* _Your assignment_:
Transcribe each record below character for character.

* _Records from a data collection_:
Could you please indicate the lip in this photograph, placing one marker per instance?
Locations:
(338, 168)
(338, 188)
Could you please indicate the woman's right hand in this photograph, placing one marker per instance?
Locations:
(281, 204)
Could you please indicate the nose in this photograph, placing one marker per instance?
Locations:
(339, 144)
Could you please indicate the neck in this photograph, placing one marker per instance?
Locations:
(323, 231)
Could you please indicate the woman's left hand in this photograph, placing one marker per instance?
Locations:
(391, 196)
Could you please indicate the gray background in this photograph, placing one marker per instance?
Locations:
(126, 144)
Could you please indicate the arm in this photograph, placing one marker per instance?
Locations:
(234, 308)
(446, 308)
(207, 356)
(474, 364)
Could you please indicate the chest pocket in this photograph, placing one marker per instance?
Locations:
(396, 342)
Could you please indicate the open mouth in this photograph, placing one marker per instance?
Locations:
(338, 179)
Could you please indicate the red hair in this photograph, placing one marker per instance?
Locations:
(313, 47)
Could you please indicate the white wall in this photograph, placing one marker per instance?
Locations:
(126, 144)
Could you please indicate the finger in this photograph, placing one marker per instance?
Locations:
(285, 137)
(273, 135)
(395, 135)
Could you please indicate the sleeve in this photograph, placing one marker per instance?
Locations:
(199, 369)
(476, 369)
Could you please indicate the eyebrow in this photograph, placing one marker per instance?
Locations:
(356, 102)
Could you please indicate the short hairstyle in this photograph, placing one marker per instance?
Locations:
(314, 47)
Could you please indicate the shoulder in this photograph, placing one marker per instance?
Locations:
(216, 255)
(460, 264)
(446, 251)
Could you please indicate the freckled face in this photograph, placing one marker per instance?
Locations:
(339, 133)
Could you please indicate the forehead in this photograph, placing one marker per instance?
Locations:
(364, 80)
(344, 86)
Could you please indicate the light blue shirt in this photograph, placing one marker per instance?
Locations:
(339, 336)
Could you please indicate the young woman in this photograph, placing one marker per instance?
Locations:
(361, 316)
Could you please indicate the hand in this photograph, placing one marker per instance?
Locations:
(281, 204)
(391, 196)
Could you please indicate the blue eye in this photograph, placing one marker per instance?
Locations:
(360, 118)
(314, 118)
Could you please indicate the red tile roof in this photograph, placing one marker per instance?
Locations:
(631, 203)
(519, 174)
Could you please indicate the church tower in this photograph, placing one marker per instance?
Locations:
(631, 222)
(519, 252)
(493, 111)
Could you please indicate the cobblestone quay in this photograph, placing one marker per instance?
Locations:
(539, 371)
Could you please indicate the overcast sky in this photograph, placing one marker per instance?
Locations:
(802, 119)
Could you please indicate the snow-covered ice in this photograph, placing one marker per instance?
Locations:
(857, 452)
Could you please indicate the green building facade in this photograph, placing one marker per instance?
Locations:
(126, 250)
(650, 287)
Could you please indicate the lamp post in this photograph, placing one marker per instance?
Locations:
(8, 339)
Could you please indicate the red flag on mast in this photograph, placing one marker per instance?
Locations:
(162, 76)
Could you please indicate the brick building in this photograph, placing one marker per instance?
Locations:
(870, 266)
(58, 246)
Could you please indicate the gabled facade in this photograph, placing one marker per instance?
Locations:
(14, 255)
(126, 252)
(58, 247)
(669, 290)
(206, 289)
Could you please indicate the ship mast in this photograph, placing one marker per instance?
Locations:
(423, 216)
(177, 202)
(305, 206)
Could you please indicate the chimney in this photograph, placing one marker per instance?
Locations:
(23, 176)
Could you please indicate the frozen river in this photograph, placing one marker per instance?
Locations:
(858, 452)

* _Result below_:
Could you please indicate the lip in this photograph, placing one marker per instance?
Locations:
(338, 168)
(338, 188)
Could you please indicate the woman's right hand in this photograph, placing one marker per instance?
Locations:
(281, 204)
Could you please indicate the nose in this photograph, placing one marker per instance?
Locations:
(339, 144)
Could you please indicate the neck in this photograph, placing one marker per instance?
Locations:
(323, 231)
Could you please indicate the woman's left hand in this photograph, placing one marker per instance?
Locations:
(391, 196)
Could you please indicate the gray background in this photograph, placing one marker per instance?
Locations:
(126, 144)
Could you please indicate the arm in this photograph, placing one marker per instance?
Locations:
(234, 308)
(446, 308)
(207, 356)
(474, 364)
Could you please indicate the chest pocket in this photograph, placing one marker per instance?
Locations:
(396, 342)
Could you please indicate the open mouth in this photograph, placing one marker per instance?
Locations:
(338, 179)
Could you please indicate the red hair in this photograph, placing one marker per instance?
Locations:
(313, 47)
Could you please indicate the white wall in this photograph, placing one marker per instance?
Locations:
(126, 144)
Could you please indicate the finger in this photograph, placing one marker per instance?
Locations:
(285, 137)
(273, 135)
(395, 135)
Could you please indicate the sleeve in this photograph, placing one marker per instance?
Locations:
(199, 369)
(476, 369)
Could you please indicate the eyebrow in this photograph, placing one marker per instance?
Locations:
(356, 102)
Could you please indicate the short hairstyle in this photograph, placing one marker per instance?
Locations:
(314, 47)
Could you please indicate the shoulder in this photograph, placing one marker per instance?
Locations:
(216, 255)
(460, 264)
(446, 251)
Could you please indicate the freckled face in this photograph, placing one marker per instance?
Locations:
(339, 133)
Could you please indicate the forehead in this photograph, placing one marker per instance?
Locations:
(364, 80)
(344, 86)
Could you please indicate the light blue shirt in this photograph, placing one marker per instance?
Locations:
(339, 336)
Could you please indicate the young woman in this photograph, placing one marker per instance?
Locations:
(361, 316)
Could you please indicate the hand in this photograph, placing one marker per instance?
Locations:
(281, 204)
(391, 196)
Could you please indicate the blue eye in this photograph, placing one marker per instance?
Locations:
(360, 118)
(314, 118)
Could you please indicate the red tile roof in this photograph, placing one marker per instance?
Locations:
(631, 203)
(519, 174)
Could you please indicate the church tower in this photograph, placing one marker per instance?
Locations:
(631, 222)
(519, 252)
(493, 111)
Could you please indicate the cobblestone quay in this photograph, placing one marker per instance?
Locations:
(539, 371)
Could you please indicate the overcast sky in this photograph, placing one marker per instance?
Locations:
(802, 119)
Could you please indicate the snow-covered ice in this photograph, placing one marker per instance?
Locations:
(857, 452)
Could you please indicate the green building facade in this photograph, placing one marker per instance?
Locations:
(126, 250)
(650, 287)
Could you please indicate the lamp post in this photograph, placing one marker per instance?
Locations:
(8, 339)
Could you please indicate the red flag on mast in this photograph, placing one marker per instance?
Locations:
(162, 76)
Could you please indicate the brick building in this photograph, placing one marker per instance?
Locations:
(870, 266)
(58, 246)
Could you please indicate the gabled facade in this photograph, placing one marker per instance?
Locations:
(14, 255)
(126, 252)
(58, 247)
(669, 290)
(206, 289)
Could you please indicate the ship mast in this photograph, placing one marker per instance?
Locations:
(423, 216)
(177, 202)
(305, 206)
Could you please indicate the chimney in this photograph, placing one marker per instance?
Locations:
(23, 176)
Could you please indicate the frozen river in this photograph, placing one marker per instance?
Locations:
(858, 452)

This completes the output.